[START OF Available records]

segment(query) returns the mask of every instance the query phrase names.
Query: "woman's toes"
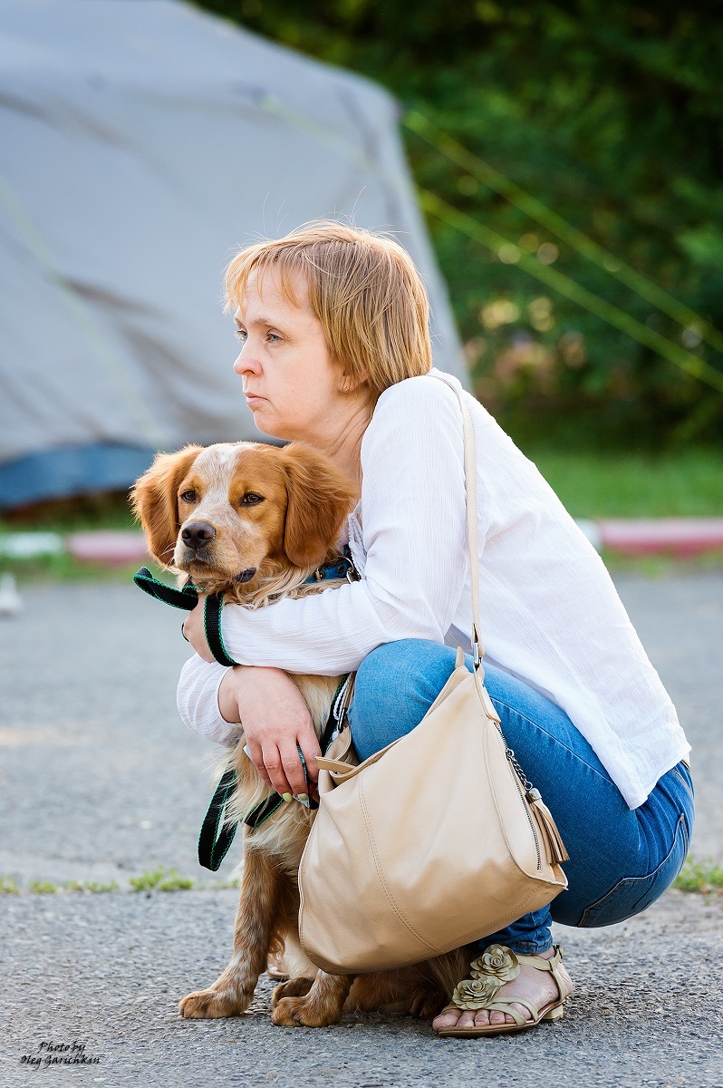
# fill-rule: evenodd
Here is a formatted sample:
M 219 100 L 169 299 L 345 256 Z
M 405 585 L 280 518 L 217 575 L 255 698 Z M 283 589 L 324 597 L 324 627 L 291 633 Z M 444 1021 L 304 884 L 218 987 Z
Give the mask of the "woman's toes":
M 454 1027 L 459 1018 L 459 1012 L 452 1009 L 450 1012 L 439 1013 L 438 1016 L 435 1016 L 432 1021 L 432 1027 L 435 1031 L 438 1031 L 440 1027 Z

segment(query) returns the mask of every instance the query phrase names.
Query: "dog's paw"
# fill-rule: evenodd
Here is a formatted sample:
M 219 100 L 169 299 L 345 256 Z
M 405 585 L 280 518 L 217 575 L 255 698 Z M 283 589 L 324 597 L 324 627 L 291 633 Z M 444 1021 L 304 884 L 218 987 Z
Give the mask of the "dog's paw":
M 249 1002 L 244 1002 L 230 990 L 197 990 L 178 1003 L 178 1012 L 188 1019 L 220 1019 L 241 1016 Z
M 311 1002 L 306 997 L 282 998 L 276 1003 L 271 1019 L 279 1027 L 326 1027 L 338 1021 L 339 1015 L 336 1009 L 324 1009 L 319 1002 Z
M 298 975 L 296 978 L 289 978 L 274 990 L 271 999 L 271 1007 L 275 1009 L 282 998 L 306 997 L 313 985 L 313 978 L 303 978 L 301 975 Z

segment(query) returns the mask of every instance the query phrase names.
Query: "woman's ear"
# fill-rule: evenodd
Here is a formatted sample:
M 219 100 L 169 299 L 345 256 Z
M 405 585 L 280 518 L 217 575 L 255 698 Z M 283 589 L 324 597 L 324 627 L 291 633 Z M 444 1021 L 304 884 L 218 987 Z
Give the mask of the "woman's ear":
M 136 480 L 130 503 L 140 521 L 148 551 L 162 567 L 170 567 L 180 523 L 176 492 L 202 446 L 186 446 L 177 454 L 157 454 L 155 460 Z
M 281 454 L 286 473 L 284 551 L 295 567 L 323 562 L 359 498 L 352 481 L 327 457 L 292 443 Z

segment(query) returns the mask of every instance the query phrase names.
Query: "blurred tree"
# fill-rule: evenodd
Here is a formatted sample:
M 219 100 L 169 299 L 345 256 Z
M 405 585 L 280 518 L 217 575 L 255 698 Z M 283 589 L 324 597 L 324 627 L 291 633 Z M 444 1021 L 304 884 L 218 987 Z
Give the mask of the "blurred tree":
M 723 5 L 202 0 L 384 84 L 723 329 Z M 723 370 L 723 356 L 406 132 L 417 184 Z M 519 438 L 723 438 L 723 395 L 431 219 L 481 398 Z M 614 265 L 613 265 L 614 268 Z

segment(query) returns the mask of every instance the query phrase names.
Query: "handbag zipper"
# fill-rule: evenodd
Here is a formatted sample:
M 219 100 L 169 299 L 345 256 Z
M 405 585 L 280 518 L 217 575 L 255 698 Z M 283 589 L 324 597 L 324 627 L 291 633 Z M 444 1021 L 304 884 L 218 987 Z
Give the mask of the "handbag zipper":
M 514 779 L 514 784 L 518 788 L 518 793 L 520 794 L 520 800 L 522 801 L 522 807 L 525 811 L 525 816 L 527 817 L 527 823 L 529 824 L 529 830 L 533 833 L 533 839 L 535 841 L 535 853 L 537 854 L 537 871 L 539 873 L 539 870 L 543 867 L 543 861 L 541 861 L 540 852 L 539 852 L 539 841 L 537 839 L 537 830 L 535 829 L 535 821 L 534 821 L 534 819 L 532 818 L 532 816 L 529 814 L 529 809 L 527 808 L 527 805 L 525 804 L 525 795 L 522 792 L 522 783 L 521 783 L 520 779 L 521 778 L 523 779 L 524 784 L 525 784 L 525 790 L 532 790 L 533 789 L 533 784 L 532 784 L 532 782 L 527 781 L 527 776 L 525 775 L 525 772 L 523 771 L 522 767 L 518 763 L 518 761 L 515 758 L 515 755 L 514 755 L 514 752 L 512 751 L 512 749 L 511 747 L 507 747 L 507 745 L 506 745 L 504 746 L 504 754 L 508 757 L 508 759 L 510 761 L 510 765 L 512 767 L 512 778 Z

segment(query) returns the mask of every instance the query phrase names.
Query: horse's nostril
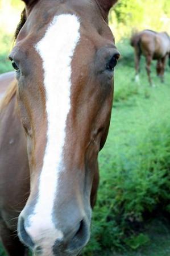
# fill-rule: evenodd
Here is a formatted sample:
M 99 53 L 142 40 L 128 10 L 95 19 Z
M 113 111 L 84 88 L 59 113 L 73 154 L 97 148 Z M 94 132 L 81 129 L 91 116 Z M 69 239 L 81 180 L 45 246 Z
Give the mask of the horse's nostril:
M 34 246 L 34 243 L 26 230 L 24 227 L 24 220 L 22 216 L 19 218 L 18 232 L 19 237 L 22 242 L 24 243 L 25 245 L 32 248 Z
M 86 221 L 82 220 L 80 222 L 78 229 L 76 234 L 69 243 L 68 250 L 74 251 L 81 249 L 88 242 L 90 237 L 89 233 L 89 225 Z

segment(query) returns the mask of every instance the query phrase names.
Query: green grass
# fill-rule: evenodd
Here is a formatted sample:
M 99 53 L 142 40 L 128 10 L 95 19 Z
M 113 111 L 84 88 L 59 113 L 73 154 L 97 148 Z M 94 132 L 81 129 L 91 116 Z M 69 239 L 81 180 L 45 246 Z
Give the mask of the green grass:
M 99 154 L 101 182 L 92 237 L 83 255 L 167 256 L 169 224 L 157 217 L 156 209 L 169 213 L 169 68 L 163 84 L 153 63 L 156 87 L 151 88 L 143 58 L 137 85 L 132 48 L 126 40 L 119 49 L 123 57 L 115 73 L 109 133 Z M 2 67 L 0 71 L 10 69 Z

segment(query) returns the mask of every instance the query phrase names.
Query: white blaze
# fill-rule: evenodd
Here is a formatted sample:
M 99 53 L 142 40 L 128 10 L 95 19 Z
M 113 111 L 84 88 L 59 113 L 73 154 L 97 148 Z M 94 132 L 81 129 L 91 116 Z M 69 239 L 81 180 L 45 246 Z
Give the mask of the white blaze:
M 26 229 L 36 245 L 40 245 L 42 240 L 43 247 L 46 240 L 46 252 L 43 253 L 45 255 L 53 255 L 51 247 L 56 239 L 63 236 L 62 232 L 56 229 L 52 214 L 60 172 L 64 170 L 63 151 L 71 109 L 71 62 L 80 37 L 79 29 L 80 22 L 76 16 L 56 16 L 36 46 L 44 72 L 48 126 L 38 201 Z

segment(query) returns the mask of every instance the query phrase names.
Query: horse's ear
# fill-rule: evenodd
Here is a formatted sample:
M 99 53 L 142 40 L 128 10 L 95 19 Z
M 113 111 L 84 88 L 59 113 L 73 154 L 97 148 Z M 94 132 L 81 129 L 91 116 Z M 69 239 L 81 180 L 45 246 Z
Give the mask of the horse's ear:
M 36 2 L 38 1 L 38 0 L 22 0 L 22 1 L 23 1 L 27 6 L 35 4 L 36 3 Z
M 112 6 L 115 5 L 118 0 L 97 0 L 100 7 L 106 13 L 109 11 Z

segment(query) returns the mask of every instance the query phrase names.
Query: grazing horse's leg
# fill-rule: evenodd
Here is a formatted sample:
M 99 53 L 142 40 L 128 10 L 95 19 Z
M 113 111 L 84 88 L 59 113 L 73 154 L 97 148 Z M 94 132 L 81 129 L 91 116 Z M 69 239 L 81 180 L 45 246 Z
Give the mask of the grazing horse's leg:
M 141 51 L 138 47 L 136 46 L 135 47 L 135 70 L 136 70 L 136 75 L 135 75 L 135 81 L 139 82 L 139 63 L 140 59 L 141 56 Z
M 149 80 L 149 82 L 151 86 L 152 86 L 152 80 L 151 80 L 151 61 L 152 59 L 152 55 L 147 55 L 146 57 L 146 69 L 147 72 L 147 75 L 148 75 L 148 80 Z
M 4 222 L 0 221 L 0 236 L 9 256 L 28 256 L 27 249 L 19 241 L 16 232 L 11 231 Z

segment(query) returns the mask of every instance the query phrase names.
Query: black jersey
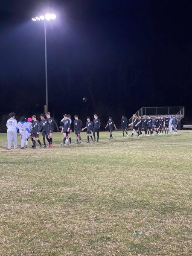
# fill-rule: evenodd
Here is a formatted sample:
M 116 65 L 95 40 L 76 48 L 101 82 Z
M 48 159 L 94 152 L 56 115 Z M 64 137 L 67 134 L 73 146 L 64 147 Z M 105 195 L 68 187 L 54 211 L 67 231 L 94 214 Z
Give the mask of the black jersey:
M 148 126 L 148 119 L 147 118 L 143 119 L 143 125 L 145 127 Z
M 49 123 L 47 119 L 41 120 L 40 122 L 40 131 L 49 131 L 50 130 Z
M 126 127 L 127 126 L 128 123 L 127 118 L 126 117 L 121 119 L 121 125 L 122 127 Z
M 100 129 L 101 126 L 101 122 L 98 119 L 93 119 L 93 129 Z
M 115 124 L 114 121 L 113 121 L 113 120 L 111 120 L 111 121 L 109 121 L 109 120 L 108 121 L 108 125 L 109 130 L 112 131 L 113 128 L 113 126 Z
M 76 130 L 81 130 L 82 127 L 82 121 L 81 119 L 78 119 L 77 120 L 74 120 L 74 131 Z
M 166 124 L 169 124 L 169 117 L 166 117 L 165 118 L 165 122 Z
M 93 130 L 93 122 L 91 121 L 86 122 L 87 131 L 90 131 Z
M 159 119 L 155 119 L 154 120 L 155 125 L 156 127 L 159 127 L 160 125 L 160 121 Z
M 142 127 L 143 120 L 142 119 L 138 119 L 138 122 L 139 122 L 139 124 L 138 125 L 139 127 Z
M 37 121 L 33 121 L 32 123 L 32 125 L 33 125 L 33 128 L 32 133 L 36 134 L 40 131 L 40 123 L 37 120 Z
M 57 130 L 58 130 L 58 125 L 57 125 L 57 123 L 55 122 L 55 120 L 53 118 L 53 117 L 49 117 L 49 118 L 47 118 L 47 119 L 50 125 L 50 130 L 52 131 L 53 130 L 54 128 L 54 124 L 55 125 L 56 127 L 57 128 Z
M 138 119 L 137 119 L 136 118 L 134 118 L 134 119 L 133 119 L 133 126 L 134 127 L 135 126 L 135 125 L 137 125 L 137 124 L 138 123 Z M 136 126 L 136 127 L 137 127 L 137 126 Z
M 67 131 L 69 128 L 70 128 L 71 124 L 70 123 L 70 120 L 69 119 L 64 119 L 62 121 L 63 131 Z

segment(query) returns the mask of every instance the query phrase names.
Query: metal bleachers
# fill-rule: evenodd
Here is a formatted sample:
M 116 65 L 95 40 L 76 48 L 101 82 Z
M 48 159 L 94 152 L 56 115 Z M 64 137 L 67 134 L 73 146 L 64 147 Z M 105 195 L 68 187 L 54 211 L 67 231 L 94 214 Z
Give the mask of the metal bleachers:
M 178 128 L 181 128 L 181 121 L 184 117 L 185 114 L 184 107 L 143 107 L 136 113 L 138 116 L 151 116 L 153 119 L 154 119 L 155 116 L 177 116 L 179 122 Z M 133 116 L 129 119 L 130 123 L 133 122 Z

[END OF Available records]

Aim of the task — Extract every line of the records that contains the string "bleachers", and reproduce each such line in full.

Final answer —
Query: metal bleachers
Give the mask of the metal bleachers:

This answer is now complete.